*EXERCISE PROMPT*
Extract each line of the items below that contains the string "background", matching it with case taken into account.
------------------------
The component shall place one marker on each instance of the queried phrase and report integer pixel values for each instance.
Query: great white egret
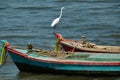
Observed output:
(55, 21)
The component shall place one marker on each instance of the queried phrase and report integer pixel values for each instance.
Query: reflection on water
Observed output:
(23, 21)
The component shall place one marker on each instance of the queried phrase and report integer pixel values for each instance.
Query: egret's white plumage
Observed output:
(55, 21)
------------------------
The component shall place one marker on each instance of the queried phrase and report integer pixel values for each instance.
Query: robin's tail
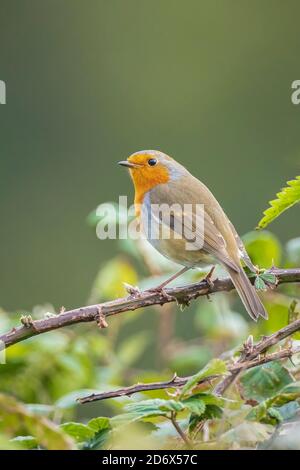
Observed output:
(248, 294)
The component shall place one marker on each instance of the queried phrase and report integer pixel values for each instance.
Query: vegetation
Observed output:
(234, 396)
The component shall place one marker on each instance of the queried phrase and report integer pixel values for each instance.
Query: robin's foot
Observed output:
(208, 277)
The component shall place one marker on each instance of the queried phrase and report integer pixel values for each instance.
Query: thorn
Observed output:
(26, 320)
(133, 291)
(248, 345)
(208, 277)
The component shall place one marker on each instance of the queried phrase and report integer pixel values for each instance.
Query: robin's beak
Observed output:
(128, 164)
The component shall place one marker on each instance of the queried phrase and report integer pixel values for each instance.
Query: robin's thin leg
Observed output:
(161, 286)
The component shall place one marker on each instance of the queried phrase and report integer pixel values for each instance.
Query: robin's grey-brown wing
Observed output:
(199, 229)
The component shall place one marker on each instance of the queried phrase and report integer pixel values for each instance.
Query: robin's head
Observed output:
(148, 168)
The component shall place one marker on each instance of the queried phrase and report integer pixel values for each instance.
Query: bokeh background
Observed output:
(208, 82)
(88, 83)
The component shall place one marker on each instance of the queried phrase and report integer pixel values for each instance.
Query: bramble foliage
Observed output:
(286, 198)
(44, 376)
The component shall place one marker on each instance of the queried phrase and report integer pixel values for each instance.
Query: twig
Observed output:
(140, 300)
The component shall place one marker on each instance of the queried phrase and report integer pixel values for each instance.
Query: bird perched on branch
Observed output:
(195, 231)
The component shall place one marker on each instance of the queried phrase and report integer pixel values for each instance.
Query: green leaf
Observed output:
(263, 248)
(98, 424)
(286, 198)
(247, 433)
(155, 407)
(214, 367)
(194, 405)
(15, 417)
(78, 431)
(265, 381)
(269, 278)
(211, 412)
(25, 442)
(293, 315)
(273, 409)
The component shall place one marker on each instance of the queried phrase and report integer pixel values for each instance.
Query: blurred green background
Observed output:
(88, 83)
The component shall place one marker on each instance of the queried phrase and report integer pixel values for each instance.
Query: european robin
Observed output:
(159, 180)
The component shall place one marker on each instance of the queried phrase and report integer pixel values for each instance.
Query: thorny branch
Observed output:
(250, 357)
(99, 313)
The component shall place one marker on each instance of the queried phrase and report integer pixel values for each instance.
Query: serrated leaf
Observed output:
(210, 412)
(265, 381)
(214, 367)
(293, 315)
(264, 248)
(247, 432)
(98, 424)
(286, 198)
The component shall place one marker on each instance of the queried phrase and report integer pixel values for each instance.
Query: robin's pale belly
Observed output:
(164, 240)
------------------------
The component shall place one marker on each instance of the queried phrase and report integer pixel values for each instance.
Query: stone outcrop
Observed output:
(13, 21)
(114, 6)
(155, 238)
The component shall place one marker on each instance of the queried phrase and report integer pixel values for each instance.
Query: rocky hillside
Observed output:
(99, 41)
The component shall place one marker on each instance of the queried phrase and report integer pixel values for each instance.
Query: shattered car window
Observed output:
------------------------
*EXPECTED OUTPUT*
Query: bokeh background
Query: blurred green background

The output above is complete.